Secção de texto:
Fundo de Garantia Mútua Entre o Discurso da Ambição e o Risco Real de Se Tornar Mais Uma Medida Ineficaz
Apesar do entusiasmo político e do anúncio presidencial de expansão do fundo para USD 120 milhões, as MPME continuam sem acesso efectivo ao crédito, bloqueadas por barreiras estruturais que o FGM, sozinho, não resolve.
- PR anuncia intenção de elevar o Fundo de Garantia Mútua dos actuais USD 40 milhões para USD 120 milhões;
- Medida foi recebida com expectativa, mas a adesão das MPME continua extremamente baixa;
- Bancos mantêm critérios rígidos, burocracia pesada e aversão ao risco, travando o acesso ao crédito;
- Problemas estruturais permanecem intocados: garantias, informalidade, contabilidade frágil e custo elevado do financiamento;
- Sem reformas profundas, o FGM corre o risco de repetir o destino de outros instrumentos que nunca saíram do papel.
O anúncio feito pelo Presidente da República na abertura da XX CASP — que o Fundo de Garantia Mútua poderá subir para USD 120 milhões — foi recebido com entusiasmo institucional. Mas, na prática, o instrumento continua praticamente inacessível para a maioria das MPME, esbarrando nas mesmas barreiras estruturais que há décadas impedem este segmento de entrar no circuito formal de crédito. A realidade do mercado financeiro, a postura prudencial dos bancos e a fraca capacidade empresarial do tecido produtivo estão a transformar o FGM numa medida que arrisca tornar-se mais simbólica do que eficaz.

Problemas a resolver:
#1 No texto sobre o Fundo de Garantia Mútua, até que valor o Presidente da República anunciou a intenção de elevar o fundo?
#2 Por favor, reproduza do texto sobre o Fundo de Garantia Mútua o trecho que vai de "Fundo de Garantia Mútua Entre" até "saíram do papel.".
A listagem não tem qualquer relação com o texto sobre o Fundo de Garantia Mútua.

Material fornecido:
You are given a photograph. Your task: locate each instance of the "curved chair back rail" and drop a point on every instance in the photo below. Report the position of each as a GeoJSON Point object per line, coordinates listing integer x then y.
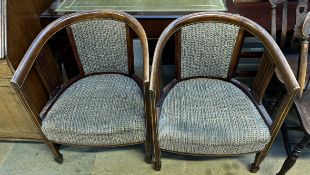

Respostas por ordem:
#1 Até USD 120 milhões.

#2
Fundo de Garantia Mútua Entre o Discurso da Ambição e o Risco Real de Se Tornar Mais Uma Medida Ineficaz
Apesar do entusiasmo político e do anúncio presidencial de expansão do fundo para USD 120 milhões, as MPME continuam sem acesso efectivo ao crédito, bloqueadas por barreiras estruturais que o FGM, sozinho, não resolve.
- PR anuncia intenção de elevar o Fundo de Garantia Mútua dos actuais USD 40 milhões para USD 120 milhões;
- Medida foi recebida com expectativa, mas a adesão das MPME continua extremamente baixa;
- Bancos mantêm critérios rígidos, burocracia pesada e aversão ao risco, travando o acesso ao crédito;
- Problemas estruturais permanecem intocados: garantias, informalidade, contabilidade frágil e custo elevado do financiamento;
- Sem reformas profundas, o FGM corre o risco de repetir o destino de outros instrumentos que nunca saíram do papel.